— Given request 1 —
Set down the passage of the Charterhouse Bank ruling below word for word, starting with "delivered on 28th January, 2011" and going on through "of this suit.".
— Given request 2 —
Resume the Court of Appeal ruling on the Charterhouse Bank appeal, picking up after its last sentence.

— Page excerpt —
Charterhouse Bank Limited (under Statutory Management) v Frank N. Kamau (Civil Appeal 87 of 2014) [2015] KECA 655 (KLR) (Civ) (12 June 2015) (Ruling)

Charterhouse Bank Limited (under Statutory Management) v Frank N. Kamau (Civil Appeal 87 of 2014) [2015] KECA 655 (KLR) (Civ) (12 June 2015) (Ruling)

IN THE COURT OF APPEAL

AT NAIROBI

(CORAM: GITHINJI, OKWENGU & SICHALE, JJ.A)

CIVIL APPEAL NO. 87 OF 2014

CHARTERHOUSE BANK LIMITED

(UNDER STATUTORY MANAGEMENT).........................APPELLANT

AND

FRANK N. KAMAU.................................RESPONDENT/APPLICANT

(Appeal from the Judgment and Decree of the High Court of Kenya at Nairobi (Koome, J)

delivered on 28th January, 2011 in

CIVIL SUIT NO. 263 OF 2008)

***************

RULING OF THE COURT

The  appellant  CHARTERHOUSE  BANK  LIMITED,  which  is  under Statutory Management filed an appeal from the judgment of Koome J (as she then was) delivered on 28th January 2011. Briefly the appellant had filed suit vide a plaint dated 29th April, 2008. In the plaint, the appellant averred that on divers dated from 31st July, 2005 it granted FRANK N. KAMAU the respondent in the appeal an overdraft facility which then stood at Kshs. 18,000,000.00.  Its prayer was for:

a. Kshs. 18,075,270.00 together with interest at the rate of 14.75% from December, 2007 until payment in full.

b. Costs of this suit.

c. Any other relief that this honorable court may deem fit and just to grant.

The respondent filed a defence dated 11th December, 2008 and denied owing the appellant the sum of Kshs 18,000,000.00. The suit proceeded to trial in the High Court and the appellant’s claim was dismissed on 28th January, 2011 thus precipitating this appeal.

It is during the pendency of the aforesaid appeal, that the respondent filed a Notice of Motion application dated 31st December, 2014 that is the subject of this ruling. The application was premised on the provisions of Rule 42(1), 82(1)(d) and 107(3) of this Court’s Rules as well as Section 401 of the Companies Act (Cap 486 of the Laws of Kenya) and all other enabling provisions of law.

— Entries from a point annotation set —
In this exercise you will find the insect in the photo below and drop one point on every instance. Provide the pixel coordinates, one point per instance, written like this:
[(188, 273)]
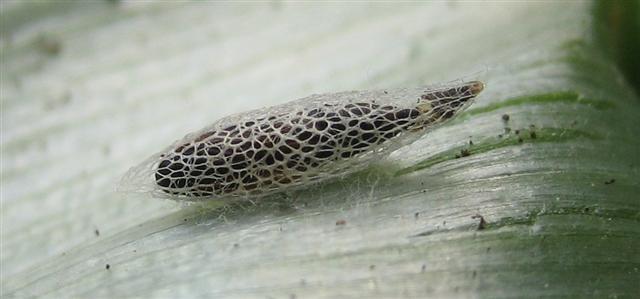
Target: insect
[(308, 140)]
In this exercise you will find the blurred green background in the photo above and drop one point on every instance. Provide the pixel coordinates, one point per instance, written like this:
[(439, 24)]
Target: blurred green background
[(89, 89)]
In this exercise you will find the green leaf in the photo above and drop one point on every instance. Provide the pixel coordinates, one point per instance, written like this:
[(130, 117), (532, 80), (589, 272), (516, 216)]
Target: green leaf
[(532, 192)]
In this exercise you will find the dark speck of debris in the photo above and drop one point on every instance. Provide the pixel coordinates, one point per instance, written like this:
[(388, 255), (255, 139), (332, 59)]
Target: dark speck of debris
[(482, 224)]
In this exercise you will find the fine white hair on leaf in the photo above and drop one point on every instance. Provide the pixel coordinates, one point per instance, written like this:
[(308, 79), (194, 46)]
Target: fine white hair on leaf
[(309, 140)]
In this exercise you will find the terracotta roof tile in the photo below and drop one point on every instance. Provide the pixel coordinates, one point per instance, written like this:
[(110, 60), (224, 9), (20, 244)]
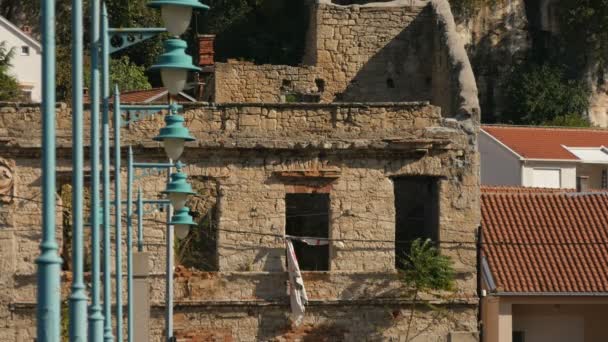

— Written reply 1 —
delivered on 28th January, 2011 in

CIVIL SUIT NO. 263 OF 2008)

***************

RULING OF THE COURT

The  appellant  CHARTERHOUSE  BANK  LIMITED,  which  is  under Statutory Management filed an appeal from the judgment of Koome J (as she then was) delivered on 28th January 2011. Briefly the appellant had filed suit vide a plaint dated 29th April, 2008. In the plaint, the appellant averred that on divers dated from 31st July, 2005 it granted FRANK N. KAMAU the respondent in the appeal an overdraft facility which then stood at Kshs. 18,000,000.00.  Its prayer was for:

a. Kshs. 18,075,270.00 together with interest at the rate of 14.75% from December, 2007 until payment in full.

b. Costs of this suit.

— Written reply 2 —
In the Notice of Motion the respondent (hereinafter referred to as applicant) sought the following orders:

1. THAT the hearing of this Appeal be stayed pending the hearing and determination of this application.

2. THAT the Appellant be and is hereby ordered to deposit a sum of Kshs.751,069/= or such sum as this court may deem fit as security for the Respondent’s costs within a period of thirty (30) days from the date of this order or such period as this court may deem fit.

3. THAT in default of compliance with the order to furnish security for the Respondent’s costs of the Appeal, the Appellant’s Appeal be dismissed.

4. THAT the cost of this application be in the cause.

The application was supported by the affidavit of the applicant, sworn on 31st December, 2014. The applicant deponed that the appellant filed suit against him on 19th May 2008 seeking a sum of Kshs.18,075,270.50 plus interest and costs; that the appellant’s case was dismissed on 28th  January 2011 hence the appeal; that before the filing of the suit in the High Court the appellant had been placed under Statutory Management by the Central Bank of Kenya on 23rd June 2006, that since then it has not been trading, that it is uncertain if it will resume trading at all and finally that he was apprehensive that if the appeal would be unsuccessful, he would not recover costs from the respondent.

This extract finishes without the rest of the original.